* Problem set:
A – Name each U.S. headline that the Bondi Hotel article quotes.
B – Transcribe the stretch of the Bondi Hotel article from "Police Barge Into" through "from the state.", keeping every word and mark unchanged.

* Passage:
-- Start --
World famous Bondi Hotel the site of police riot in response to patrons singing

Not a day goes by in the U.S. where you can’t read about some new outrage committed by the police:

Police Invade Texas Woman’s Home At 3 AM For Warrantless “Welfare Check”

Police Barge Into Man’s Home With Guns Drawn Because They Thought He Might Be A Squatter

Deputy Handcuffs 8-Year-Old Student and Watches As He Sobs In Agony

Those are all real headlines from the U.S.

Well it looks like the police thugs in Australia are eager to step up their game and see if they can hang with the big boys on the police terror block.

Up to six police cars responded to a call from security when a group of tourists at the beer garden at the world-famous Bondi Hotel wouldn’t stop singing DJ Otzi’s “Hey Baby.”

A patron who witnessed the melee reported that after one patron commented that he wanted to go to a karaoke bar, someone suggested they just sing there in the beer garden. Reportedly nearly the entire patio broke into song, starting with Ben E. King’s “Stand By Me.” But the scene hardly seems like the kind of thing requiring a massive show of force from the state.
-- End --
* Information given:
-- Start --
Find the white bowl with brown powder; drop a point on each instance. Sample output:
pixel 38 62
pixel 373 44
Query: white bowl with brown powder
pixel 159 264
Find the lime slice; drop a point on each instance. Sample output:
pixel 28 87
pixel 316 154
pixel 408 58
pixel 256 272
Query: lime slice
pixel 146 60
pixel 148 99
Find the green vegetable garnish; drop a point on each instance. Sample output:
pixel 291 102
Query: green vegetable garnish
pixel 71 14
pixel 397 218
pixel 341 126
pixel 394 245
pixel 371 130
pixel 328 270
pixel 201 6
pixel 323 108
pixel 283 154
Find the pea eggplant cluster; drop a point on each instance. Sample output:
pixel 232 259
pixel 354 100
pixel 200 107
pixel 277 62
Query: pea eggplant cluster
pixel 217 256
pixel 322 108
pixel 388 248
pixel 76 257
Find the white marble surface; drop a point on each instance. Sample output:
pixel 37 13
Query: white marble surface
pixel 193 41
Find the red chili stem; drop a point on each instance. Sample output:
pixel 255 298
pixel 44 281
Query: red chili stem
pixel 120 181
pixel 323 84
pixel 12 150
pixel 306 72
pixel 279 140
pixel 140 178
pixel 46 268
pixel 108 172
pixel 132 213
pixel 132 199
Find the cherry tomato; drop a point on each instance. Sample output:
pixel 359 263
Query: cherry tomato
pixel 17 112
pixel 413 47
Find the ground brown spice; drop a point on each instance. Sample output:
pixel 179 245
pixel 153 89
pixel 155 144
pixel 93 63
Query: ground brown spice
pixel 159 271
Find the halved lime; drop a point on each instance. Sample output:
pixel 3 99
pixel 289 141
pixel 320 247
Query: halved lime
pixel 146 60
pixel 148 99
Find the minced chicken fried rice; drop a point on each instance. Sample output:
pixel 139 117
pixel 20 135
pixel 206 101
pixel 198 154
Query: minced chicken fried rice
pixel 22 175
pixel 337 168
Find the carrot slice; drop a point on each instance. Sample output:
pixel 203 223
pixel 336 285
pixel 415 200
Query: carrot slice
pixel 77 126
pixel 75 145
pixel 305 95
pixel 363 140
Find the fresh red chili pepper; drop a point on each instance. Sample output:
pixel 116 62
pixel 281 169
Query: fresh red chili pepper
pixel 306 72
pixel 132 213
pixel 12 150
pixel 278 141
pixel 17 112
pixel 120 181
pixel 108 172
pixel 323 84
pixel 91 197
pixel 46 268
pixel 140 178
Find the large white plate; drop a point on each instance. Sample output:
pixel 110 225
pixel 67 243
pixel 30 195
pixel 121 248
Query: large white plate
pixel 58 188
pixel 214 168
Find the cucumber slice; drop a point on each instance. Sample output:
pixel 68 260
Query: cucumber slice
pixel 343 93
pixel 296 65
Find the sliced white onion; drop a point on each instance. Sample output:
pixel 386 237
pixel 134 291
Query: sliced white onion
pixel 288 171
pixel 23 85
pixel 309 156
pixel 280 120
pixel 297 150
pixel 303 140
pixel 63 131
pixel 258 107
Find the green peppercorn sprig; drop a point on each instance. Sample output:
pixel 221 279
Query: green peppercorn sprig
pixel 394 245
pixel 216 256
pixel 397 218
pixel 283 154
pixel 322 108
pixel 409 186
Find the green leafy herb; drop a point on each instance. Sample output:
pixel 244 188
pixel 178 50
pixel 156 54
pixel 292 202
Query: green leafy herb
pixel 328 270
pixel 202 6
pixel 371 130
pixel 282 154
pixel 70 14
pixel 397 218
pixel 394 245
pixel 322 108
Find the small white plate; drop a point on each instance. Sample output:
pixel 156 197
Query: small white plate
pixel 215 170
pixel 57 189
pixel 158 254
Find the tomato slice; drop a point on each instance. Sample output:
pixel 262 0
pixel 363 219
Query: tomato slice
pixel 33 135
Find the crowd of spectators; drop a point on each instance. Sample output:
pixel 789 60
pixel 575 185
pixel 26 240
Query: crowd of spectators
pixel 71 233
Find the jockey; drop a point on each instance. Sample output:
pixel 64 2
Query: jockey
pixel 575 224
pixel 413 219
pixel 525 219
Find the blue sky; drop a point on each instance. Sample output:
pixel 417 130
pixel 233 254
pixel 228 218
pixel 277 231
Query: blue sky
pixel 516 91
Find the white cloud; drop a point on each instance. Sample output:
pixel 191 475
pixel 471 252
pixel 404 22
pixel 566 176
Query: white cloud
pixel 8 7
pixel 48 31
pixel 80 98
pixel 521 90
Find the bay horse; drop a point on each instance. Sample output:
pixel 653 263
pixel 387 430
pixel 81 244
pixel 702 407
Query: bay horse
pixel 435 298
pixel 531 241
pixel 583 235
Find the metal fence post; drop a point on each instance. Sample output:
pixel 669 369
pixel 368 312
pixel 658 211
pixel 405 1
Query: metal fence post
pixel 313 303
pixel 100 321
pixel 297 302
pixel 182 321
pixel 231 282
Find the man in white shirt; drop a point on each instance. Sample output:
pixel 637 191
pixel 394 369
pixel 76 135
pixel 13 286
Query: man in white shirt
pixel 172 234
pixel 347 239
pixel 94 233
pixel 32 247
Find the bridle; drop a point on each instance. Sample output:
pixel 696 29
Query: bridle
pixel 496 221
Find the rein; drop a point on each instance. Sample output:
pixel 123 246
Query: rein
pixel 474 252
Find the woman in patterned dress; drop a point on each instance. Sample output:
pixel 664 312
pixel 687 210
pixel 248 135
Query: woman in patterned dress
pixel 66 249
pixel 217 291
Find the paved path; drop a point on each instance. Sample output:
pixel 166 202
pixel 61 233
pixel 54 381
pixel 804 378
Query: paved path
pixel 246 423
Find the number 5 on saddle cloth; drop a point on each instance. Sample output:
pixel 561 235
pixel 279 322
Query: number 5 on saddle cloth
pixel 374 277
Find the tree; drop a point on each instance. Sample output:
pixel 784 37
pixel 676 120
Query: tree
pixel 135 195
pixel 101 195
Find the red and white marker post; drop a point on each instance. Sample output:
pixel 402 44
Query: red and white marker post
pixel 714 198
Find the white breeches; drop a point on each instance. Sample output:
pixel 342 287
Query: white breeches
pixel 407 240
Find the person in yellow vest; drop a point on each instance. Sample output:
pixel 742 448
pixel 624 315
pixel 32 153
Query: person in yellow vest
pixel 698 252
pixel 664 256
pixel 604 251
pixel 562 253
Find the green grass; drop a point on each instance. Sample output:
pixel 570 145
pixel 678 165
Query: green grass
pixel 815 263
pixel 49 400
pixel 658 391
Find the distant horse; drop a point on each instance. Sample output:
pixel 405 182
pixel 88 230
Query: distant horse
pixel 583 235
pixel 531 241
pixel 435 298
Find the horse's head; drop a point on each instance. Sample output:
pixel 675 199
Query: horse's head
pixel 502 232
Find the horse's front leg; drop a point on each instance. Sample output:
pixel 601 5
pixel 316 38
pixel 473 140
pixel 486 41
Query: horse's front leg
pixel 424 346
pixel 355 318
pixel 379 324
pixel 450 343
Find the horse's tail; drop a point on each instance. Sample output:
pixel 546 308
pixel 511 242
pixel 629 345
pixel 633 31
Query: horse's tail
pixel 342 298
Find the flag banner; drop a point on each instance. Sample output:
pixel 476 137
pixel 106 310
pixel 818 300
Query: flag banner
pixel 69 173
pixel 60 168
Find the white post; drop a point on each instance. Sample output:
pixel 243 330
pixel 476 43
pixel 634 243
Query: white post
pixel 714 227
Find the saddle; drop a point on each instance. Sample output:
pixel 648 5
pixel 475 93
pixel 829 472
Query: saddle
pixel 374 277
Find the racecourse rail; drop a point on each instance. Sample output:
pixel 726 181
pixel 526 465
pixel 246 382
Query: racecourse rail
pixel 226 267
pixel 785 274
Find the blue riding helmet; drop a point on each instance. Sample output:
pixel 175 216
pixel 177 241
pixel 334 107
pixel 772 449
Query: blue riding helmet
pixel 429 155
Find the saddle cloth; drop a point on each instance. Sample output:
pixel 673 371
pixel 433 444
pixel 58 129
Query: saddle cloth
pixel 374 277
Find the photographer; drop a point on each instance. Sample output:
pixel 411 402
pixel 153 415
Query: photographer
-- End --
* Outputs by task:
A –
- Police Invade Texas Woman’s Home At 3 AM For Warrantless “Welfare Check”
- Police Barge Into Man’s Home With Guns Drawn Because They Thought He Might Be A Squatter
- Deputy Handcuffs 8-Year-Old Student and Watches As He Sobs In Agony

B –
Police Barge Into Man’s Home With Guns Drawn Because They Thought He Might Be A Squatter

Deputy Handcuffs 8-Year-Old Student and Watches As He Sobs In Agony

Those are all real headlines from the U.S.

Well it looks like the police thugs in Australia are eager to step up their game and see if they can hang with the big boys on the police terror block.

Up to six police cars responded to a call from security when a group of tourists at the beer garden at the world-famous Bondi Hotel wouldn’t stop singing DJ Otzi’s “Hey Baby.”

A patron who witnessed the melee reported that after one patron commented that he wanted to go to a karaoke bar, someone suggested they just sing there in the beer garden. Reportedly nearly the entire patio broke into song, starting with Ben E. King’s “Stand By Me.” But the scene hardly seems like the kind of thing requiring a massive show of force from the state.